Start of Data rows
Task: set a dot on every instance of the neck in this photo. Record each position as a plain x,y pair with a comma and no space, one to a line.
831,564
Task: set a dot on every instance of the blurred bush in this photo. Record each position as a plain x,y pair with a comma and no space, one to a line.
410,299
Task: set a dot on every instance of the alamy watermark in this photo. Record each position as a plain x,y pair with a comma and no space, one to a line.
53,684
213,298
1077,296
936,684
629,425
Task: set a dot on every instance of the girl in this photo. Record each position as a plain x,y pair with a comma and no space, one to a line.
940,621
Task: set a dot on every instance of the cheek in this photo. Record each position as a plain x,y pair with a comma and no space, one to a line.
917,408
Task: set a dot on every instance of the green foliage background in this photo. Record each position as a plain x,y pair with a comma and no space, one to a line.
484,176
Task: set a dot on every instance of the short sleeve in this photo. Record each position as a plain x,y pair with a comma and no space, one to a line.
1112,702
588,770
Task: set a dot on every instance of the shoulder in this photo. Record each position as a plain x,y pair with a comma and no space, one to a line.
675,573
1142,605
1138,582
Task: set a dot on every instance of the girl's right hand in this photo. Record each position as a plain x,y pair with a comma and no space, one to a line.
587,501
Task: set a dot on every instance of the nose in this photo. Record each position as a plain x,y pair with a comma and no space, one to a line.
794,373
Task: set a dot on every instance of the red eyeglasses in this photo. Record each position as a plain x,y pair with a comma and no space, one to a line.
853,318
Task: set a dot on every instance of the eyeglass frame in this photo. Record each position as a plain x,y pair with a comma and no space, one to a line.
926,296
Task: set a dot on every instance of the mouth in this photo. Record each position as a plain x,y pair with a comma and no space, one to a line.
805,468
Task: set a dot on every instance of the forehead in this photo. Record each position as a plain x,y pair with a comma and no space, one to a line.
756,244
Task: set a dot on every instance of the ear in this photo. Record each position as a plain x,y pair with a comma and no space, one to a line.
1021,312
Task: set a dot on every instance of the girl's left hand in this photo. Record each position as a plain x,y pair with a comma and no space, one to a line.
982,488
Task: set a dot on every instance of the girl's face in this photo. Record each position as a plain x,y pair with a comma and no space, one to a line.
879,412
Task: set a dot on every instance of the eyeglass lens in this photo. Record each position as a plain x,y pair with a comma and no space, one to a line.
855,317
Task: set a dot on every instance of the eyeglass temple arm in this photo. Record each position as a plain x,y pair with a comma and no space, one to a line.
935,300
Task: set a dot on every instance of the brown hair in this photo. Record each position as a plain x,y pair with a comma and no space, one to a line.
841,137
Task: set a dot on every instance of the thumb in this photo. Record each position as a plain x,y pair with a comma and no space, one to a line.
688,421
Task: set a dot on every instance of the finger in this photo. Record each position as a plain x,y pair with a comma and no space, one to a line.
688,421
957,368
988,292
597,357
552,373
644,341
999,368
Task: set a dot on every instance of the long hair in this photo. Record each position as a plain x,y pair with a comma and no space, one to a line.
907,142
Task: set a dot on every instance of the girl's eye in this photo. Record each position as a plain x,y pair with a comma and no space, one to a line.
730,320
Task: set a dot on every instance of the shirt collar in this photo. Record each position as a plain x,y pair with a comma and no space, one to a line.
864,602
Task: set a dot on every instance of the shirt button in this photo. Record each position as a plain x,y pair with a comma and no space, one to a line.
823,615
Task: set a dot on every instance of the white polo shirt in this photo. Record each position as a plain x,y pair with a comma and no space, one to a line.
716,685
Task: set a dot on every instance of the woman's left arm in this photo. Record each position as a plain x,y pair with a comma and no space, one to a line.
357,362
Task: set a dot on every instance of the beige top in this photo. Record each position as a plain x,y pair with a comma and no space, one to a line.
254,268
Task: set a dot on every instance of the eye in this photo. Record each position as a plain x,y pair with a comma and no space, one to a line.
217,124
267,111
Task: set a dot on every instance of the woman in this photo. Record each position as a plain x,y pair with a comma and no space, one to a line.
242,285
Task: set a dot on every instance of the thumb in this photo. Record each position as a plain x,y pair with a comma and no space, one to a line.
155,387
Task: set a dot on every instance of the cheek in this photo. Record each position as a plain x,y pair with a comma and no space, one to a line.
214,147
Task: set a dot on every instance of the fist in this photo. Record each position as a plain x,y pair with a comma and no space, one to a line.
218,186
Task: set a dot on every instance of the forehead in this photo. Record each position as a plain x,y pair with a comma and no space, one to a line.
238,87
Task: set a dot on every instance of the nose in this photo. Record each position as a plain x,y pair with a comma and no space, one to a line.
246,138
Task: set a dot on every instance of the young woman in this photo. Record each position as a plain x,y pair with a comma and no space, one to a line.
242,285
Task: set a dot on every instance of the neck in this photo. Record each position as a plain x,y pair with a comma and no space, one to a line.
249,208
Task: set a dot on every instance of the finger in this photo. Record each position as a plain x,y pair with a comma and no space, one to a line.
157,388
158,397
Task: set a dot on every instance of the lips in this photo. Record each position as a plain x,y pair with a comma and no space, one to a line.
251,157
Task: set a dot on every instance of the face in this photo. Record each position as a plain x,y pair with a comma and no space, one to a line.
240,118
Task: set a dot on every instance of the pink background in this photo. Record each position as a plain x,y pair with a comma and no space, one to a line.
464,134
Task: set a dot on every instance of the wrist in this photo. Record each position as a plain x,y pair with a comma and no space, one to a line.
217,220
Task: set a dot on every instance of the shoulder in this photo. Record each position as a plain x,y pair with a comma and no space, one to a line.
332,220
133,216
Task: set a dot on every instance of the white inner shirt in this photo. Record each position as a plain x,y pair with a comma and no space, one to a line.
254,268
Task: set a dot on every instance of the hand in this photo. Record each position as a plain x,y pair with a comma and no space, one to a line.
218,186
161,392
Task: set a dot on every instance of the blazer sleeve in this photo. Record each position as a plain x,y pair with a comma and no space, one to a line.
End of Data rows
Extract the closing run of lines, starting with the one containing "Task: set a dot on every instance of the wrist" and ending at the last, exactly as written.

Task: set a dot on every instance of the wrist in this photo. Record each position as a plain x,y pair with a comma and no space, one to a line.
217,220
Task: set a dot on every instance of the shoulder in this photo. Record each position as a plain x,y pair with a comma and no space, one to a line.
332,220
133,216
Task: set a dot on every instance of the white inner shirt in this photo. Record each position as a plain x,y pair with a comma and no space, one to a line.
254,268
Task: set a dot on every instance of the hand in this photo. Record each position as a plain x,y pair with a comma and no space, one to a line.
218,186
161,392
Task: set a dot on every instance of the blazer sleeve in this photo. Record each position as a plain x,y pair with a comma and no space, one to a line.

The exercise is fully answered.